— Begin MATERIAL —

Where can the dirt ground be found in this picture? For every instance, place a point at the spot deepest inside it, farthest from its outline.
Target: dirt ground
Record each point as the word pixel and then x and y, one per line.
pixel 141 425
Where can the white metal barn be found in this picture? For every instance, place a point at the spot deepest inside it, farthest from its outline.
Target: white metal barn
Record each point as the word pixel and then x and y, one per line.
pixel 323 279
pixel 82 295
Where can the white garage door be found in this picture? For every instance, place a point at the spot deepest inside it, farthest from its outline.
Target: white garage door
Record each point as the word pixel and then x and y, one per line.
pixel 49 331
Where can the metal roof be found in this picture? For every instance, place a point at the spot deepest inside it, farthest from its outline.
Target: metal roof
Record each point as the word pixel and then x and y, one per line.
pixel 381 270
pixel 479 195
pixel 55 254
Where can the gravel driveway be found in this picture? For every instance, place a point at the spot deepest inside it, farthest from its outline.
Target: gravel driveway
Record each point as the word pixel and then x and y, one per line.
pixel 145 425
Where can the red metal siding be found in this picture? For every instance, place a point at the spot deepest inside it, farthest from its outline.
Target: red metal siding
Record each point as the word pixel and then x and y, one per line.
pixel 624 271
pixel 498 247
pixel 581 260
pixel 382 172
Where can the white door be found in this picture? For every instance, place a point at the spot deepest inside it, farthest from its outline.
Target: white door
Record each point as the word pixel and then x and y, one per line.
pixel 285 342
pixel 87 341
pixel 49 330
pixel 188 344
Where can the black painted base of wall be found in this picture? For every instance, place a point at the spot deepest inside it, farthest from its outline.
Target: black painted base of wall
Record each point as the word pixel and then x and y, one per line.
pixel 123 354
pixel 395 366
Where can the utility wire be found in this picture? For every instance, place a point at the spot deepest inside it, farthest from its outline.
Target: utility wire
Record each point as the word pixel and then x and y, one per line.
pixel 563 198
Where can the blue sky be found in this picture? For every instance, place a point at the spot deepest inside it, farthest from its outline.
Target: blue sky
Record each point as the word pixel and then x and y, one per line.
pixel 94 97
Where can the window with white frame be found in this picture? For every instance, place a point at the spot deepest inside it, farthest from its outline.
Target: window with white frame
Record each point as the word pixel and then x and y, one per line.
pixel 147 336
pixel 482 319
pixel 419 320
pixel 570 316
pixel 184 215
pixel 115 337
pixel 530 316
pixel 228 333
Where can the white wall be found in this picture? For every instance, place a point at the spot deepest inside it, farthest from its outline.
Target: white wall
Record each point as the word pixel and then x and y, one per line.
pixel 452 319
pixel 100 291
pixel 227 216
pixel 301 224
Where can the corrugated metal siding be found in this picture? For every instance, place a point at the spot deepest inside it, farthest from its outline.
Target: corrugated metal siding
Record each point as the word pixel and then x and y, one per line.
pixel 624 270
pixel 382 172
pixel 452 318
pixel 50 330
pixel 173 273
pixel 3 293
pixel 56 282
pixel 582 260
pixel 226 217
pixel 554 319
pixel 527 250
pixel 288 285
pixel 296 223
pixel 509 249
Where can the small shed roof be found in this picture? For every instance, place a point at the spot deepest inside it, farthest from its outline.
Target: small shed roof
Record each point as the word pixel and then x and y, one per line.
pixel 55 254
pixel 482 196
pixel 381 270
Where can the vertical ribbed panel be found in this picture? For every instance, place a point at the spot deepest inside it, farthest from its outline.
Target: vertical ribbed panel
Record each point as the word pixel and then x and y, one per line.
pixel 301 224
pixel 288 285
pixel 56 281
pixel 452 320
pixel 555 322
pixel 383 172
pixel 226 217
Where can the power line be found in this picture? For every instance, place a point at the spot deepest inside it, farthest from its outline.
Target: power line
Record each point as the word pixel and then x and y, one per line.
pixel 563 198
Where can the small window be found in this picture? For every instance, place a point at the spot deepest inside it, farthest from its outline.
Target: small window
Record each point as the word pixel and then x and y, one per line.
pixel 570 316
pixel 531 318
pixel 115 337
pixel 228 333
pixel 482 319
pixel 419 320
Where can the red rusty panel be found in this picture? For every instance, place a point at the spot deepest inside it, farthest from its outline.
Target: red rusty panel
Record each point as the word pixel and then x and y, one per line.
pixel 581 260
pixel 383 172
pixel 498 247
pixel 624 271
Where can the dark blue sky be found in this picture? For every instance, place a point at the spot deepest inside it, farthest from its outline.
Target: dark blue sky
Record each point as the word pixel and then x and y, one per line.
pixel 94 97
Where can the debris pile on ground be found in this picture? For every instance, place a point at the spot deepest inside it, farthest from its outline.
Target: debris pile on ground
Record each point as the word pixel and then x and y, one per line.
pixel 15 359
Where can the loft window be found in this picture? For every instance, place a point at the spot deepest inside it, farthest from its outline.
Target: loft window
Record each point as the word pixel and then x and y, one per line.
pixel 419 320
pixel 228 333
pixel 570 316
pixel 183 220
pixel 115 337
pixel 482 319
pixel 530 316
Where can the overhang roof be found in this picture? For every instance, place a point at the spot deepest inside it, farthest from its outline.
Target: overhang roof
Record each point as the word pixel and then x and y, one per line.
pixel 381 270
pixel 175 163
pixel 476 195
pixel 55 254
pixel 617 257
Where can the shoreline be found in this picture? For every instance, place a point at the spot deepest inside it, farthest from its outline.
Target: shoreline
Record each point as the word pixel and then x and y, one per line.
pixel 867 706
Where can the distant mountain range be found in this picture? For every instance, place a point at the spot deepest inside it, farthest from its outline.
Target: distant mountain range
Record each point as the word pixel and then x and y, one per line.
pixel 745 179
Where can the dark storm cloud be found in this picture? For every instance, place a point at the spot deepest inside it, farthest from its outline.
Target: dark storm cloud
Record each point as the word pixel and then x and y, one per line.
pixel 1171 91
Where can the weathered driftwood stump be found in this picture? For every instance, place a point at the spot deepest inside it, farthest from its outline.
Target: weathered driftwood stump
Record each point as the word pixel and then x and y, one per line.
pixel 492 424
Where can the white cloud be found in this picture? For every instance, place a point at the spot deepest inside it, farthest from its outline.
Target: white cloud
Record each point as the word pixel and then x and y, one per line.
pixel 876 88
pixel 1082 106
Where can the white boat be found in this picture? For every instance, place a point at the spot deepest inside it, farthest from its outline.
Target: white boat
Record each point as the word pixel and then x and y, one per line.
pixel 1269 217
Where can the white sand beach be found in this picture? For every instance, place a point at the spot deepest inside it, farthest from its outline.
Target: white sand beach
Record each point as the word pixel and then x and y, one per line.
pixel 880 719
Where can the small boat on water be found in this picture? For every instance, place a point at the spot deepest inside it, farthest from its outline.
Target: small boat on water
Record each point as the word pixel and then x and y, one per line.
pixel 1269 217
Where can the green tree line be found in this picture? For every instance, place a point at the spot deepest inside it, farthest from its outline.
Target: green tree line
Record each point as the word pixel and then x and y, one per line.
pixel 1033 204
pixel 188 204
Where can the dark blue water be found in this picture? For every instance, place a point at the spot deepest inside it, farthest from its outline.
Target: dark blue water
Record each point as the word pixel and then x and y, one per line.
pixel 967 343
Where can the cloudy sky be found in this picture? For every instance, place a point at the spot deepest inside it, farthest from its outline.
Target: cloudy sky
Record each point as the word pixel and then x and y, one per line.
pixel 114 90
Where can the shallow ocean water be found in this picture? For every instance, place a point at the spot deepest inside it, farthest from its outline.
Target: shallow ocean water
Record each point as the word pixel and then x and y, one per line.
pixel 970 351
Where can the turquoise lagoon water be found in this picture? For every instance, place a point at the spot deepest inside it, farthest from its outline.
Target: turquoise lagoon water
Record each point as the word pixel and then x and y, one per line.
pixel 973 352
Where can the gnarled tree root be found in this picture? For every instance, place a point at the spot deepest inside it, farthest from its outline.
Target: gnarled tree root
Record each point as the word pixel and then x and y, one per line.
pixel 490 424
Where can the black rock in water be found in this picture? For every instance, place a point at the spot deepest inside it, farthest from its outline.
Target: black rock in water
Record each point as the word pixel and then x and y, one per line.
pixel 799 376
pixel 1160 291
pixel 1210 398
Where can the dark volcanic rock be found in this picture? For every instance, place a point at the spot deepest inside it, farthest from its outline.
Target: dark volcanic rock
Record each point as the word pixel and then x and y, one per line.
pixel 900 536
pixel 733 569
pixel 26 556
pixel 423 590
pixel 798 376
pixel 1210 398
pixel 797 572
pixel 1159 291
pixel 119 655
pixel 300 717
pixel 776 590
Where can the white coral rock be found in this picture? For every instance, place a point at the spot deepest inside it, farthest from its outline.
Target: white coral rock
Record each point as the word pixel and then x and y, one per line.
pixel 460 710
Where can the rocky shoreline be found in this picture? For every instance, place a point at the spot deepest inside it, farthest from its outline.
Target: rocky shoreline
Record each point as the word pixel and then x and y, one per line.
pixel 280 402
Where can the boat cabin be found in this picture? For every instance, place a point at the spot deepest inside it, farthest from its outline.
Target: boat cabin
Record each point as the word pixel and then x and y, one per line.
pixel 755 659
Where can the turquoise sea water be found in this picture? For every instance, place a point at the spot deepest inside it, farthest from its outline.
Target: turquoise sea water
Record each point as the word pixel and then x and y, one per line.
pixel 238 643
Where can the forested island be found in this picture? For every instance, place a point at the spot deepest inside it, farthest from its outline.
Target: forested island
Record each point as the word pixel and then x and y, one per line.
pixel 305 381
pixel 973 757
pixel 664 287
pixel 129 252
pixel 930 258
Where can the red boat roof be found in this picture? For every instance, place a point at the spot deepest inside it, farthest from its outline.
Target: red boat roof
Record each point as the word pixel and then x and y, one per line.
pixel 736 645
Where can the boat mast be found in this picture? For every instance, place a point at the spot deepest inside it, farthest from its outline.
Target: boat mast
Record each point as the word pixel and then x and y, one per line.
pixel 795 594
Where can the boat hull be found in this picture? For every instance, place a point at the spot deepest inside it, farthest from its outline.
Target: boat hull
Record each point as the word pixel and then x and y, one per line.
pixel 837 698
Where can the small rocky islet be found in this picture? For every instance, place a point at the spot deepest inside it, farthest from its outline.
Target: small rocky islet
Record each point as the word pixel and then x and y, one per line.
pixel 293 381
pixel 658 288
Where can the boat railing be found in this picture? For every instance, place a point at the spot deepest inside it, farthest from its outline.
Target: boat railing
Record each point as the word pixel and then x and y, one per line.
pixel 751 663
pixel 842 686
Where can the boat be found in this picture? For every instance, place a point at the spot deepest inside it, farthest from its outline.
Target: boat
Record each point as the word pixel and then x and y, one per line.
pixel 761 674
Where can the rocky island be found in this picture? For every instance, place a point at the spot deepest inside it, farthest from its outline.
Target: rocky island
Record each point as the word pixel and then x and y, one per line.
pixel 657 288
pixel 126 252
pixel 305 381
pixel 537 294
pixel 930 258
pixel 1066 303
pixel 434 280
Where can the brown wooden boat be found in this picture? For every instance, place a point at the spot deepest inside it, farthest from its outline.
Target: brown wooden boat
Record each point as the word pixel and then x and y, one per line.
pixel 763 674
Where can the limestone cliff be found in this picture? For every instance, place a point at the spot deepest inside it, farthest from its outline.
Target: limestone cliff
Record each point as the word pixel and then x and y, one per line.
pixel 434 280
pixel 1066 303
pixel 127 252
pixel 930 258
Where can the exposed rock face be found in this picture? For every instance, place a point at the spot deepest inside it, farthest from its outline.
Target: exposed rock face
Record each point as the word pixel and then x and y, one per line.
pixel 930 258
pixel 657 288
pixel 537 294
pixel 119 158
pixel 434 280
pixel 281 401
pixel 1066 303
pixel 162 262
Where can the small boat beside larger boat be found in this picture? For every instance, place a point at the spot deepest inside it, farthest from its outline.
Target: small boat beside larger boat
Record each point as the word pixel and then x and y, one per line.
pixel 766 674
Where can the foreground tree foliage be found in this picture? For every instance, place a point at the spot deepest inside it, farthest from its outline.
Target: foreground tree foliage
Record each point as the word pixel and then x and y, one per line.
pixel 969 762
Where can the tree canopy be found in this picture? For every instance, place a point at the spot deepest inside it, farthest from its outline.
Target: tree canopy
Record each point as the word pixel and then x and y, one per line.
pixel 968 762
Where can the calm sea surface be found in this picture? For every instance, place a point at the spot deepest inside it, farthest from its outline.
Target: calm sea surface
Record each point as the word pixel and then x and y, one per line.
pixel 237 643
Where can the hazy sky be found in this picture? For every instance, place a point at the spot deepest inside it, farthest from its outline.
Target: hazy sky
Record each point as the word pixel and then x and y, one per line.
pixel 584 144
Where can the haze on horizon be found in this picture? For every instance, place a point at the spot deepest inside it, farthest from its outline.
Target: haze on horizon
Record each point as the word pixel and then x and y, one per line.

— End MATERIAL —

## EXERCISE DETAILS
Retype, with no changes, the lines of the records above from the line containing "Where can the dark blue sky" through the line containing "pixel 617 257", both of those lines included.

## WRITTEN SOLUTION
Where can the dark blue sky be found in this picture? For every instance, place a point at the spot deepest inside it, farthest from its outline.
Target: dark blue sky
Record each point as the word pixel and then x and y, one per line.
pixel 94 97
Where can the debris pile on ground be found in this picture? For every instance, place a point at the spot deepest inside it, farthest from its outline.
Target: debris pile on ground
Record each point as the word pixel and then x and y, one per line.
pixel 15 359
Where can the loft window be found in this picture? For every instance, place a point at the spot deepest inside it, farthest from its outline.
Target: loft window
Record each point as the word pixel and then x and y, one per line.
pixel 419 320
pixel 228 333
pixel 570 316
pixel 183 220
pixel 115 337
pixel 482 319
pixel 530 316
Where can the overhang roof be found in this picture? For every instance, place a point at the spot deepest inside it, farthest from its outline.
Target: overhang roof
Record each point as the word pixel and then x and y, one per line.
pixel 381 270
pixel 175 163
pixel 476 195
pixel 55 254
pixel 617 257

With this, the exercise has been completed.